▸ TASK DIRECTIONS
If a line in the data holds "below", copy that line out in full.

*-*-*

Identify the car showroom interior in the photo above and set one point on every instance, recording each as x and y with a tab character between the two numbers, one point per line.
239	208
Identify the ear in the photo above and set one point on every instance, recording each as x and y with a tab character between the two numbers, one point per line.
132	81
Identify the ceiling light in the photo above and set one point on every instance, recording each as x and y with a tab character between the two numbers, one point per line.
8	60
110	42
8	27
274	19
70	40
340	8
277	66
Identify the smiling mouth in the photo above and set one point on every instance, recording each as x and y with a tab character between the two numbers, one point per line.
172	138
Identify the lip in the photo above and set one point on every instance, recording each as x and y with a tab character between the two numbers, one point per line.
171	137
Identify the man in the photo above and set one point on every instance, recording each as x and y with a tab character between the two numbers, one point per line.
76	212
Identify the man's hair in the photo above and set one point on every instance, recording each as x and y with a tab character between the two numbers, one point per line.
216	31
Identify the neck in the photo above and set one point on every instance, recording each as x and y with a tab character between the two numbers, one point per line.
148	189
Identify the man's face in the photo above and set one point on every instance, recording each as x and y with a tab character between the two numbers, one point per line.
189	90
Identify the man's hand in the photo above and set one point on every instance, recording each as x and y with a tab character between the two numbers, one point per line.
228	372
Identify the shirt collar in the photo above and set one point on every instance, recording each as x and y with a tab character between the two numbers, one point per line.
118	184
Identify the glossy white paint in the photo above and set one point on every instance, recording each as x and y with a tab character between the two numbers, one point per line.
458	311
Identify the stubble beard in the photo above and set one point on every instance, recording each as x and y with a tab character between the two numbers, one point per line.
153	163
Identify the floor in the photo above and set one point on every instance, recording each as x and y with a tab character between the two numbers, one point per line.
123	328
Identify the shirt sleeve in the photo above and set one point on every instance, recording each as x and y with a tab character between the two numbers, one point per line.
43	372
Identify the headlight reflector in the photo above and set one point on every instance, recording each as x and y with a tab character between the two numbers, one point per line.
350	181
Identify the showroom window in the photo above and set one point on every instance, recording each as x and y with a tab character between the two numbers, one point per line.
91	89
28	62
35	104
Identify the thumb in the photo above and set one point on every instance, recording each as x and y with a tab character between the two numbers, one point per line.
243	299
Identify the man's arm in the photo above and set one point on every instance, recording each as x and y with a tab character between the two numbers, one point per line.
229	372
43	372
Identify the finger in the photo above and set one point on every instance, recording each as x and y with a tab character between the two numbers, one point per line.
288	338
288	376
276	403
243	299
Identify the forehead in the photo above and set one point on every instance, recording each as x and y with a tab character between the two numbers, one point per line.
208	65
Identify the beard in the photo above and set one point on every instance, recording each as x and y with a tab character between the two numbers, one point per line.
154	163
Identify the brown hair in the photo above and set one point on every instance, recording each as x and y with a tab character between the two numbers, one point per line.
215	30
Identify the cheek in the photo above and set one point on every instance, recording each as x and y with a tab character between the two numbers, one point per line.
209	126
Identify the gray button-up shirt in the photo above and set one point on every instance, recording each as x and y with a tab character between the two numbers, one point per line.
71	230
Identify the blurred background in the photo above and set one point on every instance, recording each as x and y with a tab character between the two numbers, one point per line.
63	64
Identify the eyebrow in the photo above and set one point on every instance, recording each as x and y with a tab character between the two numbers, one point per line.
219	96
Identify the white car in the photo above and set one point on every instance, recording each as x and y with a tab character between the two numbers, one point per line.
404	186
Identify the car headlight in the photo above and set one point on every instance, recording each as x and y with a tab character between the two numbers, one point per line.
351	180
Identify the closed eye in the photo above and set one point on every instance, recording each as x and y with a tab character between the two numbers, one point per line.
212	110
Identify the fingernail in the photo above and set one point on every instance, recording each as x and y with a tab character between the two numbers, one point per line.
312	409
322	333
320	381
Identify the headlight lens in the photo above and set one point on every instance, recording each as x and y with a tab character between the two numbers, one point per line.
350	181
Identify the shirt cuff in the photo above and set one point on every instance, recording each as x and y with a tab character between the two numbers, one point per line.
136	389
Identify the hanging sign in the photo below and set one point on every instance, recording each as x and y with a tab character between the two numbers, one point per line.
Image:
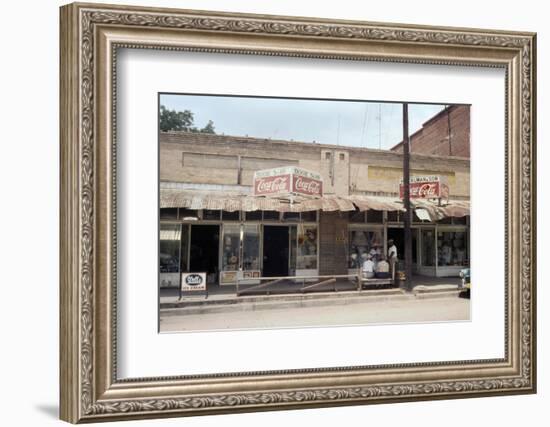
426	187
287	180
193	281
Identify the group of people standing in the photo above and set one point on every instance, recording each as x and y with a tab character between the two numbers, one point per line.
379	266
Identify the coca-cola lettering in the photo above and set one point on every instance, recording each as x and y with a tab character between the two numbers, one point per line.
428	190
425	190
193	280
274	184
308	186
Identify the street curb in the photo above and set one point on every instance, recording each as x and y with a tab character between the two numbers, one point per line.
273	302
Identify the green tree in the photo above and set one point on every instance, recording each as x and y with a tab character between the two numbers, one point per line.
209	128
181	121
175	120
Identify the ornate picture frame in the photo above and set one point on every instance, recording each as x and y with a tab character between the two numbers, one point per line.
90	37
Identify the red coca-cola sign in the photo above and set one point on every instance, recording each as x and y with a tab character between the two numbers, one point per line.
287	181
425	188
277	184
307	186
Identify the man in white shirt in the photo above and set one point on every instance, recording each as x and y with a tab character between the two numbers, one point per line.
382	269
368	267
392	256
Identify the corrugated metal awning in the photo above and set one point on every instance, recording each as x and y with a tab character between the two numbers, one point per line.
232	201
455	208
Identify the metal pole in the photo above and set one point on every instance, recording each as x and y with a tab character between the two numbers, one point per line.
407	199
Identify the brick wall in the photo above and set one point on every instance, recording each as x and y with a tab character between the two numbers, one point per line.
214	159
433	137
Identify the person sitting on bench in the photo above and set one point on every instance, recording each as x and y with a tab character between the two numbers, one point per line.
382	269
368	268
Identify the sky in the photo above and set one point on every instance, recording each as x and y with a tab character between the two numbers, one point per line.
348	123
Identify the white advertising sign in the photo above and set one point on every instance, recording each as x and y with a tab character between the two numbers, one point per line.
193	281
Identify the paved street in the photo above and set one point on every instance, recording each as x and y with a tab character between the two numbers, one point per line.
385	311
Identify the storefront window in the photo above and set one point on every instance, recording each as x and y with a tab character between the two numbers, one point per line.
188	214
211	215
168	213
363	243
452	248
230	216
169	255
306	257
309	216
357	217
428	248
254	216
184	265
393	216
291	216
375	217
251	247
271	216
231	244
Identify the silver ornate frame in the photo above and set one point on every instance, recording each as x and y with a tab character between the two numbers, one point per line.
90	37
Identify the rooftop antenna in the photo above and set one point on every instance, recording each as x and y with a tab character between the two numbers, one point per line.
380	126
364	124
338	132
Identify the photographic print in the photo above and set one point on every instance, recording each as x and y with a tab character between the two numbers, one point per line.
265	212
290	212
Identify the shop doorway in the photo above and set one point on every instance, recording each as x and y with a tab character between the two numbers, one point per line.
276	250
204	251
398	236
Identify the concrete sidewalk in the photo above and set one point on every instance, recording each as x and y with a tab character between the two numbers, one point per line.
224	298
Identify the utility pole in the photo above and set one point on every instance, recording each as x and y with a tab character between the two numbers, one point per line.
407	198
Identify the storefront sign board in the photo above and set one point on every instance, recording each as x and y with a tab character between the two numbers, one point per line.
426	187
193	281
288	180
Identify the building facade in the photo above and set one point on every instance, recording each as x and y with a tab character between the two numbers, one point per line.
211	222
445	134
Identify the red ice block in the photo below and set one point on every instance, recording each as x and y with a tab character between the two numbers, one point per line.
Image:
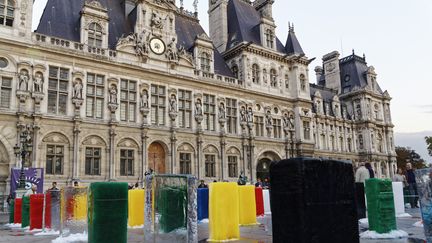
17	211
259	199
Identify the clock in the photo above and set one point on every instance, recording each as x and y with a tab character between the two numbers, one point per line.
157	46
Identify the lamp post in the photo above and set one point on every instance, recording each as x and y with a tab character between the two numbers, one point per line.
23	149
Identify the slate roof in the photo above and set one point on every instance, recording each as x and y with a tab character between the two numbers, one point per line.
61	18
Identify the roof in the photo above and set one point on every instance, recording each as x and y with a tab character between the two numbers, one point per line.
243	25
61	19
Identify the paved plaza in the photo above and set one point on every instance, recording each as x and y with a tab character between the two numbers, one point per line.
255	234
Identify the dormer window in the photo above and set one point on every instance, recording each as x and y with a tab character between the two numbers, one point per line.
205	62
94	35
273	78
269	38
255	74
7	12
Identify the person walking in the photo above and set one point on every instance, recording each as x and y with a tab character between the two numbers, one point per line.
362	173
412	185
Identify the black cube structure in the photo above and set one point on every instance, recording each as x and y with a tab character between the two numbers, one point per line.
313	201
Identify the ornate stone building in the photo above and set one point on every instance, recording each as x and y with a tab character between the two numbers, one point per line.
112	88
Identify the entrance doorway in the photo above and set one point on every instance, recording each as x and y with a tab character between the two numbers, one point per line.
156	158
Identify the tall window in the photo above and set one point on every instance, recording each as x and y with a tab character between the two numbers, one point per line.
7	12
5	92
259	126
94	35
205	62
126	162
255	74
185	164
209	112
231	106
210	165
185	108
232	166
277	128
92	162
270	39
58	90
95	95
158	104
54	159
128	99
273	78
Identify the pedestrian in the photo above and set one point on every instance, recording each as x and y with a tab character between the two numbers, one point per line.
362	173
371	172
412	185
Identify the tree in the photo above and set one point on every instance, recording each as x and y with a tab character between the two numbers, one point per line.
429	144
407	155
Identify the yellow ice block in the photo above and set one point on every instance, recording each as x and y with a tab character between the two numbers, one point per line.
247	207
224	211
136	207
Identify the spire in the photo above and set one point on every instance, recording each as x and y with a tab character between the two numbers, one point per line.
292	45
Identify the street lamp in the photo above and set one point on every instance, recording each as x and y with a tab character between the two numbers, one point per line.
23	149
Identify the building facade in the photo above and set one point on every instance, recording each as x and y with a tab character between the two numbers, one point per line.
111	89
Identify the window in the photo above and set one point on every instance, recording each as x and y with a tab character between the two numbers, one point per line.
95	35
158	104
128	99
95	95
5	92
185	164
126	162
185	108
231	106
259	126
269	39
255	74
205	62
232	166
209	112
277	128
92	162
58	83
306	130
273	78
54	159
7	12
210	165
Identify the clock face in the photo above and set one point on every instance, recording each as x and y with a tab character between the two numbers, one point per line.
157	46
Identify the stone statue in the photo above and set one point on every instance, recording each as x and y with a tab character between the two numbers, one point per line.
173	104
38	83
113	95
77	90
23	80
144	99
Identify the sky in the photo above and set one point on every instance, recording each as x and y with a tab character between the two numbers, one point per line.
394	35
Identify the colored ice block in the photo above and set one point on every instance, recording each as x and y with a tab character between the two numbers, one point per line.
224	211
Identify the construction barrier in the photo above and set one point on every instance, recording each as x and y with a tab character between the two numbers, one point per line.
380	205
247	206
224	211
259	201
108	212
202	199
25	212
18	211
136	207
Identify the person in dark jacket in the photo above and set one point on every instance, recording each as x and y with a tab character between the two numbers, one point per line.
412	185
371	172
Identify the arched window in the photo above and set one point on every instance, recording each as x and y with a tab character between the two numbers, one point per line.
94	35
255	74
273	78
7	12
205	62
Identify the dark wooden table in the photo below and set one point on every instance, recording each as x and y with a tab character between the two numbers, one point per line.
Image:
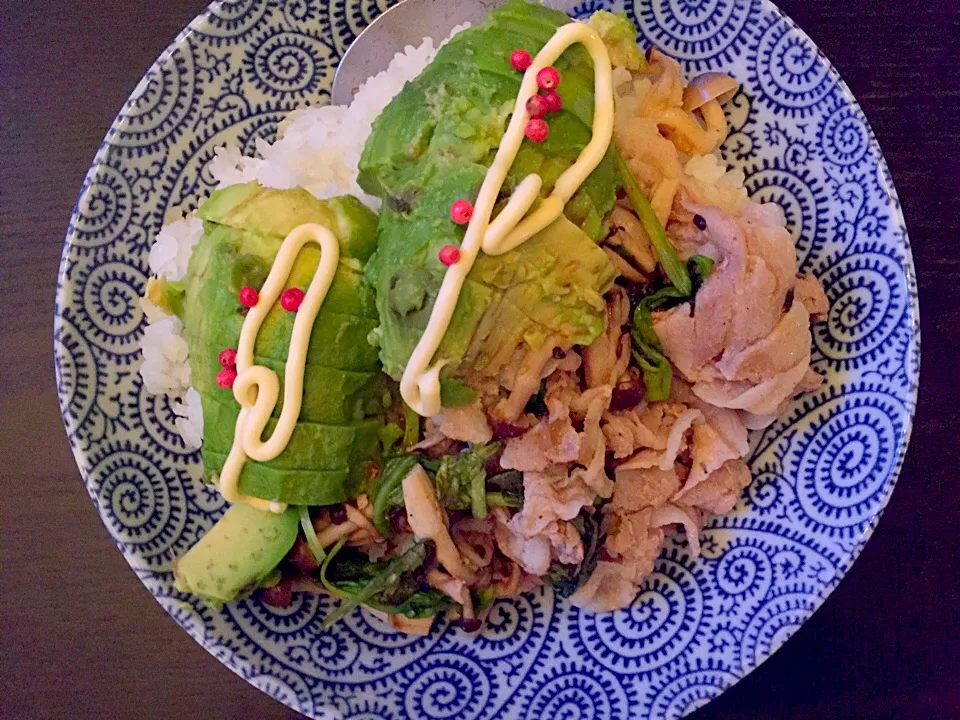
81	638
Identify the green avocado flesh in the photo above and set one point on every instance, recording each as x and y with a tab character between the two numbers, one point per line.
432	145
237	553
345	394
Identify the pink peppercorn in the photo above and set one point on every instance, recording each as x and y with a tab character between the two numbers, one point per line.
537	130
461	211
521	60
227	357
249	297
536	107
291	298
553	101
548	78
226	377
449	255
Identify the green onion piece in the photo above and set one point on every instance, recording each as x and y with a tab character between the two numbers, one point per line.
648	352
672	267
388	491
499	499
700	265
478	495
411	431
313	542
331	588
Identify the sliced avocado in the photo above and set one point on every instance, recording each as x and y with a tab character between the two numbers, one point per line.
336	397
337	433
296	487
243	547
431	146
268	211
323	447
338	341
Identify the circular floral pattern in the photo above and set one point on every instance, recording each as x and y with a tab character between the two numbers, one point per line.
159	110
656	628
705	33
110	295
284	63
822	473
691	689
845	137
787	69
104	210
571	693
842	463
447	686
868	305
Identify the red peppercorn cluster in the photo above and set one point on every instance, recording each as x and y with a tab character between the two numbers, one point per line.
449	255
249	297
547	100
461	212
291	299
228	361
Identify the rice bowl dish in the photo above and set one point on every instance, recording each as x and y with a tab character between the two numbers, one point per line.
563	453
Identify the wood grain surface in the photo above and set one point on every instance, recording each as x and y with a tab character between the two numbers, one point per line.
81	638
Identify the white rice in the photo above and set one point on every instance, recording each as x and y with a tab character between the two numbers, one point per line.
318	149
320	146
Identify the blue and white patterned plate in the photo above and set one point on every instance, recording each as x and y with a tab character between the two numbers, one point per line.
822	474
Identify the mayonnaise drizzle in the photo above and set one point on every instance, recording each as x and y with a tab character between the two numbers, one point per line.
420	384
257	388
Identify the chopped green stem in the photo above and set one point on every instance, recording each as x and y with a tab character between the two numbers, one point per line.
648	352
673	268
411	431
478	495
313	542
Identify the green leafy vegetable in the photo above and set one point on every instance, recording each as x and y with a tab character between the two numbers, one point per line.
364	582
462	479
313	542
390	436
505	489
388	490
498	499
666	255
455	393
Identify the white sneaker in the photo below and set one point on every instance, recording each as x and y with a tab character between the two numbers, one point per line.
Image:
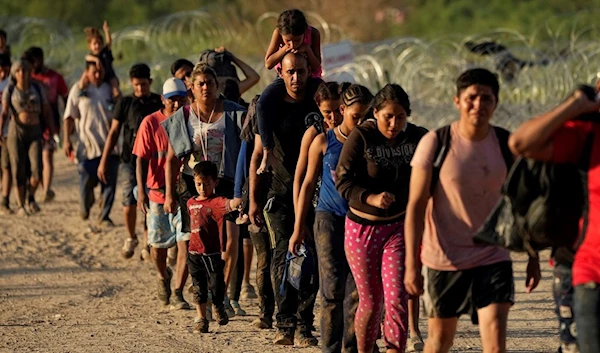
129	247
237	308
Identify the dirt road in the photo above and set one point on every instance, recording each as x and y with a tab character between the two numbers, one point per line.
65	288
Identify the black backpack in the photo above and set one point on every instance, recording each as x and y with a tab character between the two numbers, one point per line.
36	87
443	147
220	62
541	207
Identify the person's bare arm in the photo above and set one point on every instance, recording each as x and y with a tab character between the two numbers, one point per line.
420	181
275	53
533	138
315	160
252	76
4	116
68	129
107	35
109	146
313	52
302	164
253	211
47	117
141	174
170	180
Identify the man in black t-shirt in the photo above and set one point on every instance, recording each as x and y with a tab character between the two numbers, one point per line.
295	316
129	113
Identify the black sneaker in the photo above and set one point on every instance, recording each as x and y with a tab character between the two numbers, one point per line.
305	338
178	302
164	288
263	323
200	326
284	337
221	315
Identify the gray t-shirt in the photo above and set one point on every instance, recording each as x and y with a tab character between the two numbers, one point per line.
212	136
93	118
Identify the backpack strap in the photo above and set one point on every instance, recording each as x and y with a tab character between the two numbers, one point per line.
186	113
502	135
11	89
443	146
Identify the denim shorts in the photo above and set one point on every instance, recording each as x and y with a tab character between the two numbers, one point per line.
128	182
164	229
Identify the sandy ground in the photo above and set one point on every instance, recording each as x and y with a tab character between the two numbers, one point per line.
65	288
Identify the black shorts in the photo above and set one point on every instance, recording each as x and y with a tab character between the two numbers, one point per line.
4	159
450	294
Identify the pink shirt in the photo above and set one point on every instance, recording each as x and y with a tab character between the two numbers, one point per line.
152	143
469	187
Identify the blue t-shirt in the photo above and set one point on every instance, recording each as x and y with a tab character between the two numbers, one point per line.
329	198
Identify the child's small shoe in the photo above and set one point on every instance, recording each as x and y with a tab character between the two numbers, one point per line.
266	163
200	325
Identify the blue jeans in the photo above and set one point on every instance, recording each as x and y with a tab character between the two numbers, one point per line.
587	311
563	297
88	180
338	289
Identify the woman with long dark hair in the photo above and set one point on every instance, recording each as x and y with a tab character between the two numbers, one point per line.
373	175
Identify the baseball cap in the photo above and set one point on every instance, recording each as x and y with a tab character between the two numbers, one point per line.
174	87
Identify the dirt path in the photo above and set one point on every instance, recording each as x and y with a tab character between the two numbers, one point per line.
65	288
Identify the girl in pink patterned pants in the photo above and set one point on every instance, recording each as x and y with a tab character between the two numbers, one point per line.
373	174
375	253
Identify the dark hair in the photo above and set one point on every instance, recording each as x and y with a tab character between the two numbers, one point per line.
301	55
5	60
231	90
203	69
292	22
93	33
329	91
477	76
141	71
356	94
179	63
391	93
33	53
206	169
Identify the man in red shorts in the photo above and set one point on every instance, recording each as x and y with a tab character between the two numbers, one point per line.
558	136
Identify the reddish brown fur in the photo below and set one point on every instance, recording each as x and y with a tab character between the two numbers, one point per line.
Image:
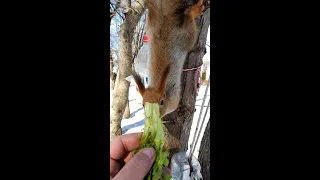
172	33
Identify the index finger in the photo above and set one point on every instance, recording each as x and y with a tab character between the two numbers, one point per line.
121	145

*-*-*

▸ ANSWER BOX
Identify the hanging sign in the photo below and set one point on every instance, recording each as x and y with a tab character between the two numbers, one point per line.
Identify the red ice block in the photo below and set one point on every instance, recording each as x and y with a tab character between the two numbers, one point per line.
Identify the dark wooden table in the photo below and set one point on every instance, recording each as x and y with a tab character between the two numbers, one point per line.
Identify the white sneaker in the photo below and set one point on every instance, recording each as x and y with a tab character between the two numbers, one point per line.
Identify the reddish brown fur in the photo below and set one point on every instance, recording each as x and y with a tab character between the two numbers, one point per line.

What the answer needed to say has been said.